Text shown:
--- --- ---
I wish it were otherwise, but it is impossible to cover the innovation sector in Australia without occasionally writing about the National Broadband Network. The notion of a broadband ‘debate’ has been a bit of a nonsense since at least the 2010 election, hopelessly mired in ideology and profound toxicity.
But here we are in 2015. I suppose at last it is no longer a ‘debate’ and can finally be called a ‘roll-out’, albeit it one with Frankensteinian characteristics.
The release of the NBN Co’s strategic plan is an important marker for the project. Most telecom writers have marked it as the day the Coalition took responsibility for the roll-out – the point from which every bad that happens is this government’s fault.
This is unlikely to be the case, not if Communications Minister Malcolm Turnbull has anything to do with it. He spent the NBN Co results press conference tweaking the narrative, such that in his mind everything broadband-related will be Labor’s fault in perpetuity.
In this regard, it is probably worth noting that whatever the current state of broadband is in Australia – whether you are in a city or in the regions – it is certainly better now than it would have been had the original 2007 Rudd vision/madness not been initiated way back when.
Which is to say the Rudd vision/madness (depending on your point of view) made broadband a frontline political issue at a time when no-one gave a crap about the internet, or ISPs, or even a competitive telco landscape. Of course, Tony Abbott learned this to his great cost when he narrowly lost at the 2010 poll, having taken an entirely empty-shirt of a policy to that election.
So let us rejoice that we have entered the mass roll-out phase of this government-owned national network, and that its targets and bandwidth objectives are first-world. So that’s the good news.
To the headline numbers, which are all about cost. In 2013, the Coalition was saying it could build its version of the NBN for $29.5 billion. By December of that year – after it has taken office and had better look at the books – it had revised that number upwards to $41 billion.
Yesterday that number was revised upwards again by up to $15 billion to a $56 billion. Actually NBN Co chief Bill Morrow put the total peak funding cost in a range at between $46 billion and $56 billion, depending on a number of variable risk factors.
Mr Morrow said his best estimate would put the cost somewhere in the middle of that range at about $49 billion. Regardless of where it falls in the spectrum – and history tells us it is likely to be at the upper end or beyond – it is an excruciating number.
The kindest view of this cost revision is that it is now based on better data. The original number ($29.5 billion) was a pre-election number. The $41 billion was the result of a fairly quick and dirty review taken immediately after the election, presumably when the adrenalin was still running high.
So when Mr Morrow talks about the possibility of revising that peak cost up by up to $15 billion, at least now an assumption can be made that it is the result of cold clinical research. (Also, Mr Turnbull’s modus operandi seems to be to set expectations low, and then drive to exceed these expectations. Which has worked, sort of.)
--- --- ---
Images for locating objects:
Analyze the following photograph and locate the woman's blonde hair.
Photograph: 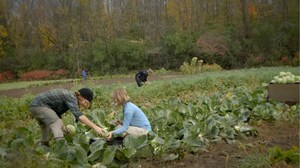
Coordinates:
[112,88,129,106]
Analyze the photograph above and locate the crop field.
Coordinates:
[0,67,300,167]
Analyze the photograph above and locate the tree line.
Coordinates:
[0,0,299,77]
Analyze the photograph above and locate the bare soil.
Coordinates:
[137,118,300,168]
[0,74,300,168]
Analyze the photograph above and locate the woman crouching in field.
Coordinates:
[107,88,151,140]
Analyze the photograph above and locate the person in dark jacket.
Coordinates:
[135,69,153,87]
[30,88,103,146]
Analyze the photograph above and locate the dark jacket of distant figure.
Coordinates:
[135,70,148,87]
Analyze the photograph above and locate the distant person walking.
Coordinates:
[82,69,88,80]
[135,69,153,87]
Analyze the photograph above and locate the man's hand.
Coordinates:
[94,126,103,136]
[105,131,113,140]
[114,120,122,126]
[63,125,70,135]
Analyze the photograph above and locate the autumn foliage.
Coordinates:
[0,69,69,82]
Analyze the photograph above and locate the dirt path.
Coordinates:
[0,72,182,98]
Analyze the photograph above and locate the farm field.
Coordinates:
[0,67,300,168]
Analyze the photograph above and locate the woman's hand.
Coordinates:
[105,131,113,140]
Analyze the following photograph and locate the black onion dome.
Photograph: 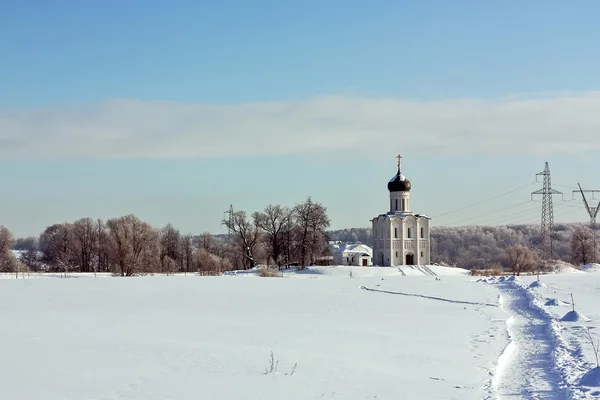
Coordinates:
[388,170,411,192]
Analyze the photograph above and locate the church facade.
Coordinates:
[371,156,431,266]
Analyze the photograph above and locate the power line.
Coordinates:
[482,205,539,225]
[446,200,531,225]
[436,182,536,218]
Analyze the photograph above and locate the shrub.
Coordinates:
[257,268,283,278]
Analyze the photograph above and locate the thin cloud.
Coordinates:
[0,92,600,160]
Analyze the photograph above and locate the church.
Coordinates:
[371,156,431,266]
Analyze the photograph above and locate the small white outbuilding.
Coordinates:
[334,244,373,267]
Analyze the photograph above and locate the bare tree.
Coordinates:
[571,225,596,265]
[0,225,18,272]
[198,232,217,253]
[106,214,157,276]
[252,204,292,267]
[506,244,536,275]
[0,225,15,255]
[294,197,330,268]
[159,224,181,272]
[223,211,260,269]
[73,218,98,272]
[40,223,77,277]
[94,218,109,274]
[181,234,194,272]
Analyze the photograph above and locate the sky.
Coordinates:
[0,0,600,236]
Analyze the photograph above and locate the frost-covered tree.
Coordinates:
[571,225,596,265]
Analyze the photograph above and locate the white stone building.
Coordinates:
[371,156,431,266]
[333,244,373,267]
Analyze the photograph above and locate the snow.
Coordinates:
[581,263,600,272]
[0,265,600,400]
[483,272,600,399]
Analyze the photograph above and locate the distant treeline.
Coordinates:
[328,224,600,269]
[0,212,597,276]
[0,197,329,276]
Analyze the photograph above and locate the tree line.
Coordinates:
[329,223,600,269]
[0,197,330,276]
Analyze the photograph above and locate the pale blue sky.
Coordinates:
[0,0,600,235]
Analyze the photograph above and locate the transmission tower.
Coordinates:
[531,161,564,260]
[573,183,600,260]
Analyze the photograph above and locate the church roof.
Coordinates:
[371,212,431,221]
[388,155,412,192]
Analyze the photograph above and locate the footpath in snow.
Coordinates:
[492,281,565,399]
[480,277,600,400]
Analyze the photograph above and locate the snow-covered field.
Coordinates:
[0,266,600,400]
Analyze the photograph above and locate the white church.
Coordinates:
[371,156,431,266]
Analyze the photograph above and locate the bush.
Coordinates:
[257,268,283,278]
[470,264,504,276]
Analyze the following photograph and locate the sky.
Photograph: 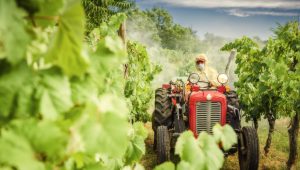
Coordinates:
[136,0,300,40]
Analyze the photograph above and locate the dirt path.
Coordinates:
[141,122,300,170]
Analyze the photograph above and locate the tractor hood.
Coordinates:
[189,90,227,136]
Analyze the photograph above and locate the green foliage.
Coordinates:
[156,125,237,170]
[223,22,300,120]
[145,8,200,52]
[0,1,147,170]
[82,0,134,32]
[124,42,161,122]
[45,1,89,75]
[0,0,30,64]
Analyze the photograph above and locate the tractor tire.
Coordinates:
[238,127,259,170]
[156,126,170,164]
[152,88,172,132]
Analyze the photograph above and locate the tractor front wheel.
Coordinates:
[156,126,170,164]
[238,127,259,170]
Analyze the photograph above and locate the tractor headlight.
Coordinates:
[189,73,200,84]
[218,74,228,84]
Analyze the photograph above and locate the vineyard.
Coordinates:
[0,0,300,170]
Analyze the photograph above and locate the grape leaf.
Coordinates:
[0,126,45,170]
[213,124,237,151]
[125,122,147,164]
[45,0,89,76]
[0,0,30,64]
[154,161,176,170]
[36,70,73,120]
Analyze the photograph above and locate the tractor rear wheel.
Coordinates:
[152,88,172,149]
[156,126,170,164]
[238,127,259,170]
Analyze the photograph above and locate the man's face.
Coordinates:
[196,60,205,65]
[196,60,205,71]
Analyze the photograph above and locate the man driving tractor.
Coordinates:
[195,54,220,87]
[152,54,259,170]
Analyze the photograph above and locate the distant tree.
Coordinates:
[82,0,135,32]
[145,8,200,53]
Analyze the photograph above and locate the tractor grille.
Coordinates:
[196,102,221,134]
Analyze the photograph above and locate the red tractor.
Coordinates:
[152,73,259,170]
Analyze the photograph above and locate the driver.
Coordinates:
[195,54,220,87]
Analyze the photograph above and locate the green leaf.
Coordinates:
[197,132,224,169]
[11,120,68,161]
[0,0,30,64]
[175,131,207,169]
[74,98,129,158]
[0,125,45,170]
[45,0,89,76]
[36,70,73,120]
[125,122,147,165]
[154,162,175,170]
[0,63,33,117]
[35,0,64,27]
[213,124,237,151]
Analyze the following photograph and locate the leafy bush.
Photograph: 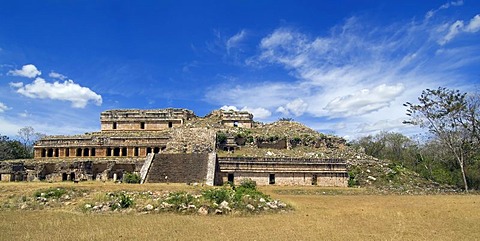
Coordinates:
[123,173,141,183]
[217,132,227,144]
[34,187,67,198]
[348,167,360,187]
[110,193,135,210]
[202,187,233,204]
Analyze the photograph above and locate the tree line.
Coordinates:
[352,87,480,191]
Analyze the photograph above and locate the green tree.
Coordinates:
[18,126,45,157]
[0,136,29,161]
[404,87,478,192]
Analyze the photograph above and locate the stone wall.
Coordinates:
[221,172,348,187]
[257,139,287,150]
[0,158,144,182]
[218,157,348,187]
[146,153,208,183]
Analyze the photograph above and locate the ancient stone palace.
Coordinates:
[0,108,348,186]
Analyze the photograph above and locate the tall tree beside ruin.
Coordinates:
[18,126,45,156]
[404,87,478,191]
[0,135,28,161]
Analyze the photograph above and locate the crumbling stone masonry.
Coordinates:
[0,108,348,186]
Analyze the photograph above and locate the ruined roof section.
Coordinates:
[221,110,253,121]
[100,108,196,121]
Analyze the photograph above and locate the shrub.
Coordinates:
[123,172,141,183]
[202,187,233,204]
[111,193,134,210]
[240,178,257,190]
[34,187,67,198]
[217,132,227,144]
[165,192,195,207]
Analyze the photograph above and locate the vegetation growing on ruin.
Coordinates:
[0,182,480,241]
[0,180,291,215]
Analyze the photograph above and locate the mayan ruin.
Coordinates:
[0,108,348,186]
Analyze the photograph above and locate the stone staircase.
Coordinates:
[140,153,155,184]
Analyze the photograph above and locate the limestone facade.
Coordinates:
[100,108,196,131]
[6,108,348,186]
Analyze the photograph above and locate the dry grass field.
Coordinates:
[0,182,480,241]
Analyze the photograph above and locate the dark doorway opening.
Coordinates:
[227,173,234,183]
[113,147,120,156]
[47,148,53,157]
[83,148,90,156]
[268,174,275,185]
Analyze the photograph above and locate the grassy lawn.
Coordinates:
[0,182,480,240]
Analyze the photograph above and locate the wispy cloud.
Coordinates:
[225,30,247,54]
[8,64,102,108]
[425,0,463,19]
[11,78,102,108]
[207,4,480,137]
[220,105,272,120]
[8,64,42,78]
[438,14,480,45]
[0,102,10,113]
[48,71,68,80]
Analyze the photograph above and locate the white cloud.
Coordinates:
[220,105,272,120]
[48,71,68,80]
[10,78,102,108]
[241,106,272,120]
[225,30,247,53]
[8,64,42,78]
[438,14,480,45]
[465,14,480,33]
[325,84,404,117]
[10,82,23,88]
[206,6,480,137]
[18,110,30,118]
[0,102,10,113]
[425,0,463,20]
[276,98,308,116]
[220,105,238,111]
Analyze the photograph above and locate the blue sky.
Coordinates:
--- --- ---
Instructions for the task:
Answer these from the broadband article:
(a) In 2013, for how much did the Coalition say it could build its version of the NBN?
(b) Who narrowly lost at the 2010 poll?
(c) What was Bill Morrow's best estimate of the cost?
These rows have nothing to do with the broadband article.

Task answer:
(a) $29.5 billion
(b) Tony Abbott
(c) About $49 billion